Après des phases, d’indifférence, de scepticisme, de crainte et d’observation, la France se rêve désormais en « Crypto Nation », son ministre de l’économie s’étant pris « de passion pour la blockchain et les crypto-actifs ». La loi PACTE entend instaurer un cadre juridique clair pour les activités cryptos.
Depuis quelques mois, plusieurs chantiers législatifs ont été lancés pour bâtir un cadre protecteur, souple et légitimant applicable, comme le souligne le député Eric Bothorel, à « l’intégralité du cycle de vie des cryptoactifs » et tenant compte de « tous les intermédiaires qui opèrent sur ce marché ».
La loi PACTE actuellement en discussion contient une série de dispositions visant à encadrer de manière globale le secteur des cryptoactifs, à protéger les investisseurs et à permettre le développement du secteur de manière plus ou moins contraignante :
- un visa optionnel pour les opérations d’émission de token (ICOs) ;
- un agrément pour les prestataires de services sur actifs numériques (PSAN) ;
- l’ouverture des cryptos aux fonds professionnels spécialisés (FPS) ;
- l’élargissement des obligations de lutte contre le blanchiment (LCB-FT) ;
- le renforcement du droit au compte.

> _Activités proposées_
**a.** Extrayez du texte sur l'encadrement des cryptoactifs le passage qui commence aux mots « Depuis quelques mois, plusieurs » et s'achève après « droit au compte. », en le recopiant sans aucune modification.
**b.** Mettez dans un tableau Markdown les lignes des données de masques de segmentation, du début jusqu'à la ligne contenant « positive clicks: (98, 76) » incluse, chacune accompagnée de son numéro et sans les lignes vides. Intitulez les colonnes « Numéro » et « Ligne de données ».

> _Données de masques de segmentation_
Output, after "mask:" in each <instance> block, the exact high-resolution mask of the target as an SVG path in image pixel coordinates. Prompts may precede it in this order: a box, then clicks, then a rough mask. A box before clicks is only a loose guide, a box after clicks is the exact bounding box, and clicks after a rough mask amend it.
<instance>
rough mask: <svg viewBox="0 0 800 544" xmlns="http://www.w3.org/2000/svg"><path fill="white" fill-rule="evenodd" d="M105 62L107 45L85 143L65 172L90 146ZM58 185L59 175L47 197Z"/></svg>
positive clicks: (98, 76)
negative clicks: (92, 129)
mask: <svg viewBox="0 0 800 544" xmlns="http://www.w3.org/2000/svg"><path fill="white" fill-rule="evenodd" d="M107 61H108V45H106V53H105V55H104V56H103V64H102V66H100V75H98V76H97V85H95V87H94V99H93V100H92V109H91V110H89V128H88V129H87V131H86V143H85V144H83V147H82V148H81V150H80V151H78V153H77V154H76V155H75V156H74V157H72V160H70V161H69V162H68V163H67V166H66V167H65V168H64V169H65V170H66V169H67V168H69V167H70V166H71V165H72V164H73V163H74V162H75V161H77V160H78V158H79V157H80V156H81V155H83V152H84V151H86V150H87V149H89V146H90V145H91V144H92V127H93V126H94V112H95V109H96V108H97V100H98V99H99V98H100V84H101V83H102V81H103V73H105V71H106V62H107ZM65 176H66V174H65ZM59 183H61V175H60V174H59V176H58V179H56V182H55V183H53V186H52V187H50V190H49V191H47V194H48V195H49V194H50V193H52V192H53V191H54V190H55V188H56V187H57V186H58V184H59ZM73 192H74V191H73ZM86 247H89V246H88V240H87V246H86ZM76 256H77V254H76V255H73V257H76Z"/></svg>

> _Réponses aux exercices_
**a.**
Depuis quelques mois, plusieurs chantiers législatifs ont été lancés pour bâtir un cadre protecteur, souple et légitimant applicable, comme le souligne le député Eric Bothorel, à « l’intégralité du cycle de vie des cryptoactifs » et tenant compte de « tous les intermédiaires qui opèrent sur ce marché ».
La loi PACTE actuellement en discussion contient une série de dispositions visant à encadrer de manière globale le secteur des cryptoactifs, à protéger les investisseurs et à permettre le développement du secteur de manière plus ou moins contraignante :
- un visa optionnel pour les opérations d’émission de token (ICOs) ;
- un agrément pour les prestataires de services sur actifs numériques (PSAN) ;
- l’ouverture des cryptos aux fonds professionnels spécialisés (FPS) ;
- l’élargissement des obligations de lutte contre le blanchiment (LCB-FT) ;
- le renforcement du droit au compte.

**b.**
| Numéro | Ligne de données |
|---|---|
| 1 | Output, after "mask:" in each <instance> block, the exact high-resolution mask of the target as an SVG path in image pixel coordinates. Prompts may precede it in this order: a box, then clicks, then a rough mask. A box before clicks is only a loose guide, a box after clicks is the exact bounding box, and clicks after a rough mask amend it. |
| 2 | <instance> |
| 3 | rough mask: <svg viewBox="0 0 800 544" xmlns="http://www.w3.org/2000/svg"><path fill="white" fill-rule="evenodd" d="M105 62L107 45L85 143L65 172L90 146ZM58 185L59 175L47 197Z"/></svg> |
| 4 | positive clicks: (98, 76) |